Extracted data>
START

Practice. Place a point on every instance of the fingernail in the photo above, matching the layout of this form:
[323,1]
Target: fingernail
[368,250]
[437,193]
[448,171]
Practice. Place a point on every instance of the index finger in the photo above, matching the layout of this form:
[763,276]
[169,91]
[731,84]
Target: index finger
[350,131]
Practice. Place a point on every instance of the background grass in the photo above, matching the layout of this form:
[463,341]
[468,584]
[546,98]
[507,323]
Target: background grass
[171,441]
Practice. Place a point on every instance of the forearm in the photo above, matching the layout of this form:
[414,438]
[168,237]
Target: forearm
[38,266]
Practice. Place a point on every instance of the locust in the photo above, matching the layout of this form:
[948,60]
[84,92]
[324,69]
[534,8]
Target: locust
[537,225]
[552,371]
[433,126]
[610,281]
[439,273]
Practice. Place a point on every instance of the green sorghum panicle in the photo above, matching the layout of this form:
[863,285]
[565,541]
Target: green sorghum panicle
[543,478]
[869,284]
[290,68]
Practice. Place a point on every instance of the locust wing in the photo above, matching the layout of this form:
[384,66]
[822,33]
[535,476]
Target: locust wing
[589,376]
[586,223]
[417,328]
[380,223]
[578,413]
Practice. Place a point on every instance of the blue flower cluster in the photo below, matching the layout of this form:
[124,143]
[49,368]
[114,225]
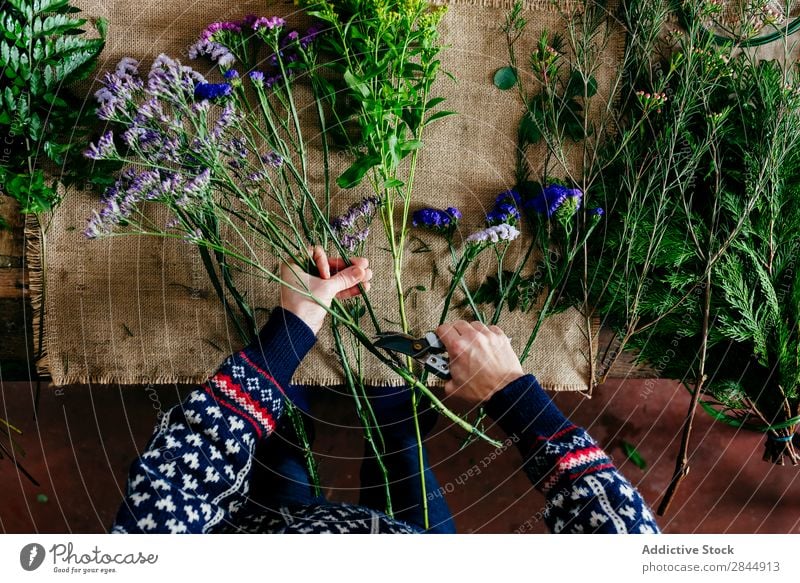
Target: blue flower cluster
[212,90]
[506,209]
[443,221]
[552,198]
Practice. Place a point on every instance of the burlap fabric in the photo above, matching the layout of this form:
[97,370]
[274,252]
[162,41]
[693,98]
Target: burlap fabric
[134,310]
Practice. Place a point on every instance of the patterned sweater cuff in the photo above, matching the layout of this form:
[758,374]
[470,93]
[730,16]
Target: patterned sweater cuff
[281,345]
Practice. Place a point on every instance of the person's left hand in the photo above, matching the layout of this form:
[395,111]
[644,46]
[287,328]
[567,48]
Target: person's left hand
[336,280]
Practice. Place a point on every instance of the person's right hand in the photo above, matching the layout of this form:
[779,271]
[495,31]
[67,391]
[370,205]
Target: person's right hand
[482,360]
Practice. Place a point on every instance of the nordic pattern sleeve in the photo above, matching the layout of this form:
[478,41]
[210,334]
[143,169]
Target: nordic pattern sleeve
[585,493]
[196,467]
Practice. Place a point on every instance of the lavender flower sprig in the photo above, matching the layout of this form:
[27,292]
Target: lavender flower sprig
[493,235]
[506,209]
[553,197]
[437,220]
[352,227]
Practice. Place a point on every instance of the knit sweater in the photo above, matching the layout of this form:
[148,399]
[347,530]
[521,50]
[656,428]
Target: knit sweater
[194,475]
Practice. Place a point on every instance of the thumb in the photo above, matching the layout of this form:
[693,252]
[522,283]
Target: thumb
[346,279]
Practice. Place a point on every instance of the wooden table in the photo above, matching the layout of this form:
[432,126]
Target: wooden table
[16,339]
[17,355]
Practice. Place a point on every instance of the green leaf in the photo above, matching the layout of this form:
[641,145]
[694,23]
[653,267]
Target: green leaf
[576,87]
[505,78]
[353,176]
[393,183]
[101,24]
[357,86]
[633,455]
[439,115]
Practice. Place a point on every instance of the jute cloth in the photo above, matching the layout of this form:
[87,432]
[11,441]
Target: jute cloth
[135,310]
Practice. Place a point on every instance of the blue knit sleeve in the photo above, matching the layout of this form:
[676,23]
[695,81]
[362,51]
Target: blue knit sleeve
[196,467]
[584,490]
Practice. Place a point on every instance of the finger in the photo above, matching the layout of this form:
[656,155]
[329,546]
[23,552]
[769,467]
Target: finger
[479,327]
[321,261]
[450,387]
[354,291]
[347,278]
[338,264]
[463,328]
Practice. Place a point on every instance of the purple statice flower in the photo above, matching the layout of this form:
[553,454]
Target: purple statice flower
[195,189]
[116,97]
[311,34]
[273,80]
[199,184]
[443,221]
[281,56]
[272,159]
[552,198]
[270,23]
[172,183]
[151,111]
[506,208]
[121,199]
[200,107]
[215,27]
[103,149]
[127,66]
[217,52]
[212,90]
[291,37]
[194,237]
[172,82]
[258,176]
[361,210]
[493,235]
[351,241]
[226,120]
[352,227]
[257,77]
[249,20]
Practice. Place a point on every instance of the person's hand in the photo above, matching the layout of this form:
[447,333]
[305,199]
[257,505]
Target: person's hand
[336,280]
[482,360]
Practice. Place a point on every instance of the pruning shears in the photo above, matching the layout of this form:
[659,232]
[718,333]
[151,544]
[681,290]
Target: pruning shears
[428,350]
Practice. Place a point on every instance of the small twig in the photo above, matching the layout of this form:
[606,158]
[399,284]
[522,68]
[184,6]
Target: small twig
[682,461]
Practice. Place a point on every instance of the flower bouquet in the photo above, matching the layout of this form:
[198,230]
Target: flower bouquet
[242,163]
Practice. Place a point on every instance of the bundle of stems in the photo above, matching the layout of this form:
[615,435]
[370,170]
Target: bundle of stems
[693,153]
[231,161]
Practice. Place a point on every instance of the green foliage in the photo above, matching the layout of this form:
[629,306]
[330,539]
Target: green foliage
[633,455]
[520,293]
[505,78]
[43,49]
[696,161]
[706,210]
[386,55]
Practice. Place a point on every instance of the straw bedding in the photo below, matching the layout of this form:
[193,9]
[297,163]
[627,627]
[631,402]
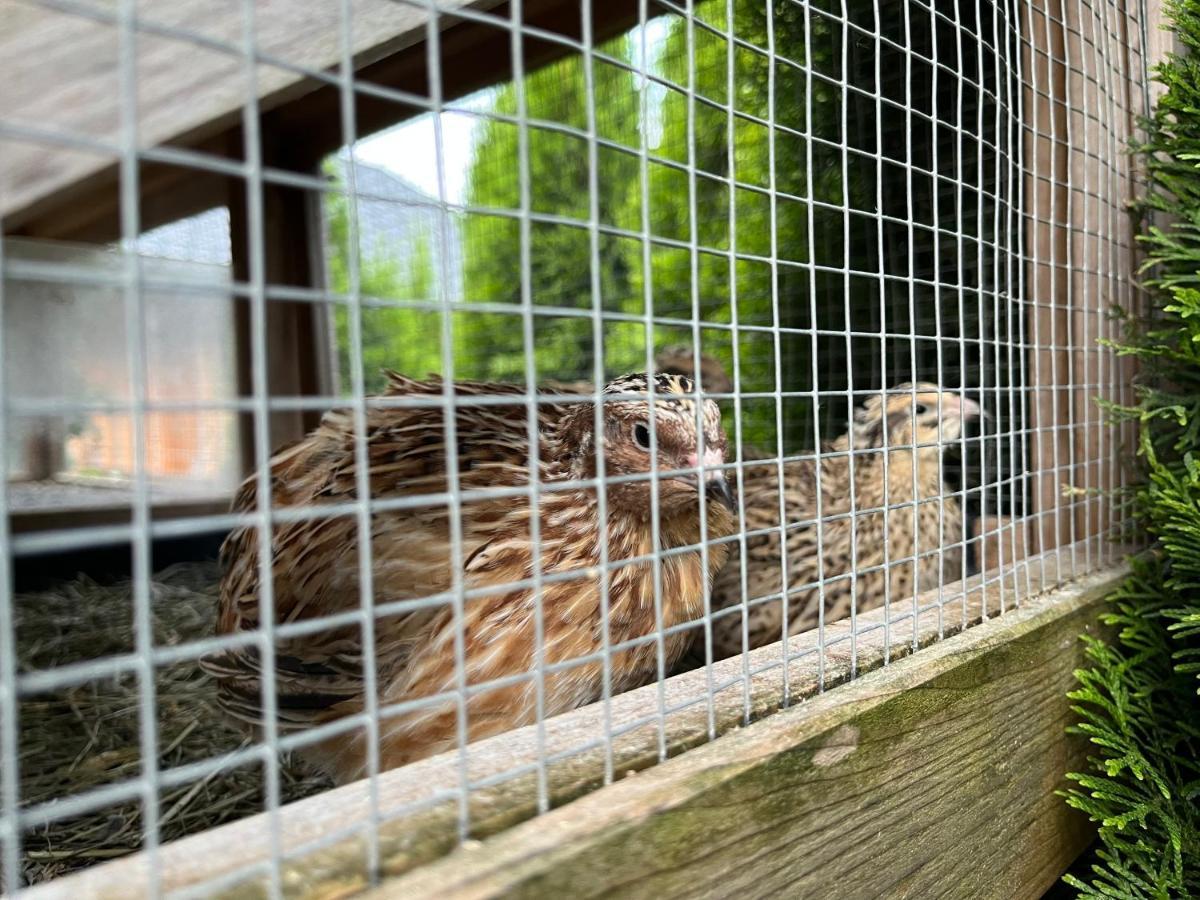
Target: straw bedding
[85,737]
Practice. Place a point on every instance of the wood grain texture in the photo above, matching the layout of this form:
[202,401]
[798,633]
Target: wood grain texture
[934,777]
[322,837]
[60,72]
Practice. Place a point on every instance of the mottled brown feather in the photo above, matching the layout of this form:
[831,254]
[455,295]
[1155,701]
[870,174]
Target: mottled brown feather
[316,570]
[851,569]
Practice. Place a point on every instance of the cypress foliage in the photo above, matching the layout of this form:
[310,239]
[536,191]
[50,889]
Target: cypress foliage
[1139,702]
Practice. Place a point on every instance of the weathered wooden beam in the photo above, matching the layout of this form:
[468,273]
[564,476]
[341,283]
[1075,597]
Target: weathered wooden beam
[935,777]
[322,837]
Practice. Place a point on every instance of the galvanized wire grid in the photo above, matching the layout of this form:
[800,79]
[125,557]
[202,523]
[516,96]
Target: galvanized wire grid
[1021,255]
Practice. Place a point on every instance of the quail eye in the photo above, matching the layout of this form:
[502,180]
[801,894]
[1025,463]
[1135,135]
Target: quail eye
[642,436]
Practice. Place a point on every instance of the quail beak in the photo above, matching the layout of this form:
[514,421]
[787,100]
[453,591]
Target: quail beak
[964,407]
[718,489]
[717,486]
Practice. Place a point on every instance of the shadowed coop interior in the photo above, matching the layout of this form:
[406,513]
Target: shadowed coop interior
[261,251]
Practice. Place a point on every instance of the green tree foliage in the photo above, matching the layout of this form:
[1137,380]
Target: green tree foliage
[393,336]
[1139,702]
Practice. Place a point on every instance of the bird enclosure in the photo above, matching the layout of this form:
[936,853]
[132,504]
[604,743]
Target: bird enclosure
[421,417]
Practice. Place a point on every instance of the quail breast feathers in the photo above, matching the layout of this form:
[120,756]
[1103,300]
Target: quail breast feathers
[318,676]
[858,553]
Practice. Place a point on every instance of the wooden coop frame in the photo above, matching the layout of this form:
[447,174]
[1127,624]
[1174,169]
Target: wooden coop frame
[977,719]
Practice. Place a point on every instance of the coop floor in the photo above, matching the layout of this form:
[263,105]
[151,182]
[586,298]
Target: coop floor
[85,737]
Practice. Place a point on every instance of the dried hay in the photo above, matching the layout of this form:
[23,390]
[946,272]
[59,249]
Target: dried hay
[84,737]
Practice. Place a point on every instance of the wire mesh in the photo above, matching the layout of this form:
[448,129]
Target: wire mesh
[883,237]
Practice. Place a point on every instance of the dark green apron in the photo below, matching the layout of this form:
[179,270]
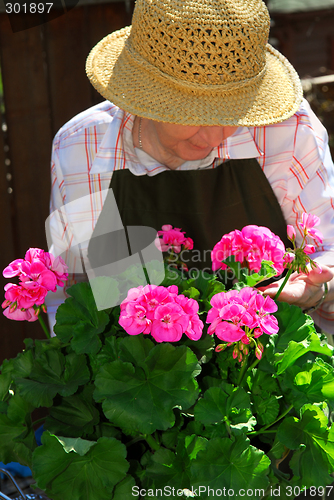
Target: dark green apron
[205,203]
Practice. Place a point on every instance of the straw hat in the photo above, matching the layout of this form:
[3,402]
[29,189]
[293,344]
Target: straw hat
[196,62]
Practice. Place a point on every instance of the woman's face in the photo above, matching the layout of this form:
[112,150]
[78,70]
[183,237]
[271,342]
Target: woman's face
[190,143]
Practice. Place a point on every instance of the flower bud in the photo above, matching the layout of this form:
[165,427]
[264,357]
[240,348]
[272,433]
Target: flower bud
[291,232]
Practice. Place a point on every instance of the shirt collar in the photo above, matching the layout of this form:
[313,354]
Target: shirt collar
[116,150]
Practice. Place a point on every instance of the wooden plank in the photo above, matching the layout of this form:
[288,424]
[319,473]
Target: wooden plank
[29,139]
[44,86]
[70,89]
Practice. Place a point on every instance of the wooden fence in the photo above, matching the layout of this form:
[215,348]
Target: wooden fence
[44,84]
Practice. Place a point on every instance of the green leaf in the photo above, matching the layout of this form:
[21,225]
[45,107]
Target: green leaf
[266,272]
[5,381]
[173,469]
[75,416]
[123,489]
[250,278]
[297,349]
[293,325]
[141,396]
[313,383]
[313,461]
[79,321]
[17,441]
[106,292]
[226,404]
[53,373]
[233,464]
[19,410]
[89,476]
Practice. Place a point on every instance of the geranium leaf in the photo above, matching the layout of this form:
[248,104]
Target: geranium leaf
[78,320]
[87,476]
[233,464]
[141,396]
[123,489]
[226,404]
[266,272]
[313,463]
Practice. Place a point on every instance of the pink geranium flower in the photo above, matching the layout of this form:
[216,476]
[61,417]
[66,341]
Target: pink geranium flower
[307,225]
[241,317]
[173,239]
[134,319]
[161,312]
[13,269]
[21,314]
[170,323]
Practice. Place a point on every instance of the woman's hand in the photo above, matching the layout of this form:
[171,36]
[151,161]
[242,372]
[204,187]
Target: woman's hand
[303,290]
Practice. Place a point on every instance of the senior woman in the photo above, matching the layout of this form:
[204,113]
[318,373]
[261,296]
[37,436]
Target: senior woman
[204,128]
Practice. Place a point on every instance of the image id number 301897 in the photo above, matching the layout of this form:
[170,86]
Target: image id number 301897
[28,7]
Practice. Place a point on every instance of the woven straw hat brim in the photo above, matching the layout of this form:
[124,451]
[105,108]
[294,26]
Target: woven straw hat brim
[126,79]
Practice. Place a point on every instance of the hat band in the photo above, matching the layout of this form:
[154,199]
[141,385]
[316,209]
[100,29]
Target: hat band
[135,58]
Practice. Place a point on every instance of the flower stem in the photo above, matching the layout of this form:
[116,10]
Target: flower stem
[288,274]
[43,325]
[151,442]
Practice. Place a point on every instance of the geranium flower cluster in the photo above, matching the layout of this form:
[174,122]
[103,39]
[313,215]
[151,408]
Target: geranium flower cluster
[250,246]
[297,259]
[39,272]
[161,312]
[173,239]
[240,317]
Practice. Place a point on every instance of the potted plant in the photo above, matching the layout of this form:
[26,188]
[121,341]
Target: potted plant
[189,388]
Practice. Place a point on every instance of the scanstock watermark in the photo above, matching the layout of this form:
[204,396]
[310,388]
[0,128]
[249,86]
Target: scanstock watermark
[204,491]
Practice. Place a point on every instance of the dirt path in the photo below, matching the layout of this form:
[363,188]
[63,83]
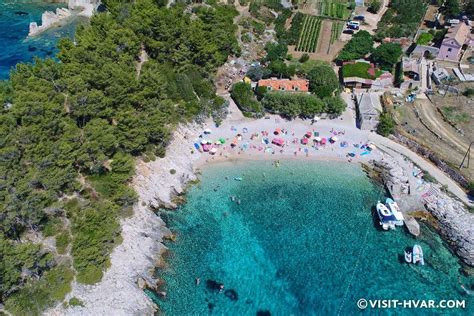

END

Problem description>
Output the lines of the records from the line containing "Practice. Place a point on every instance of the woman's hand" through the end of the records as a Markdown table with the columns Row and Line. Put the row number under Row and the line itself under Line, skip blank lines, and leave out the pictures.

Answer to this problem>
| Row | Line |
|---|---|
| 1 | Practice. Place a point on every instance of the woman's hand in the photo above, matching the layout of this form: |
| 2 | [171,36] |
| 3 | [151,161] |
| 4 | [242,372] |
| 5 | [204,187] |
| 6 | Target: woman's hand |
| 7 | [303,290] |
| 8 | Practice. Place a point on every instance of the senior woman in the photo above, matching the layout of this form: |
| 9 | [204,113] |
| 10 | [318,373] |
| 11 | [261,296] |
| 12 | [37,436] |
| 13 | Target: senior woman |
| 14 | [204,128] |
| 15 | Practice. Place a point on every instance of the image id number 301897 in the photo above, matching the layout of this form: |
| 16 | [170,86] |
| 17 | Target: image id number 301897 |
| 18 | [28,7] |
| 19 | Practice. Place a point on every instance of the woven straw hat brim in the photo above, matching the layout of this form: |
| 20 | [124,451] |
| 21 | [105,108] |
| 22 | [294,26] |
| 23 | Target: woven straw hat brim |
| 24 | [126,79] |
| 25 | Practice. Place a point on every instance of the hat band in the photo above, matching the layout of this form: |
| 26 | [154,199] |
| 27 | [141,385] |
| 28 | [316,209] |
| 29 | [100,29] |
| 30 | Target: hat band |
| 31 | [135,58] |
| 32 | Practice. Place a point on every instance of the flower stem in the photo above, matching the layout of this form: |
| 33 | [116,10] |
| 34 | Target: flower stem |
| 35 | [288,274] |
| 36 | [43,325] |
| 37 | [151,442] |
| 38 | Practice. Place a point on every instance of the geranium flower cluster in the photo above, matching the layout of this form: |
| 39 | [174,122] |
| 40 | [103,39] |
| 41 | [313,215] |
| 42 | [151,408] |
| 43 | Target: geranium flower cluster |
| 44 | [250,246] |
| 45 | [297,259] |
| 46 | [39,272] |
| 47 | [161,312] |
| 48 | [173,239] |
| 49 | [240,317] |
| 50 | Practice. Place a point on every instance of the potted plant in the photo above, matching the layout of this form: |
| 51 | [26,188] |
| 52 | [121,341] |
| 53 | Target: potted plant |
| 54 | [189,388] |
| 55 | Practice. Place a point on every instance of the scanstock watermark in the photo above, matching the layout of this form: |
| 56 | [204,396] |
| 57 | [310,388] |
| 58 | [0,128] |
| 59 | [249,86] |
| 60 | Target: scanstock watermark |
| 61 | [204,491] |
| 62 | Practice. Place a point on every instance of the dirt path in the photo below, matching the layout of this form: |
| 63 | [363,188] |
| 64 | [63,83] |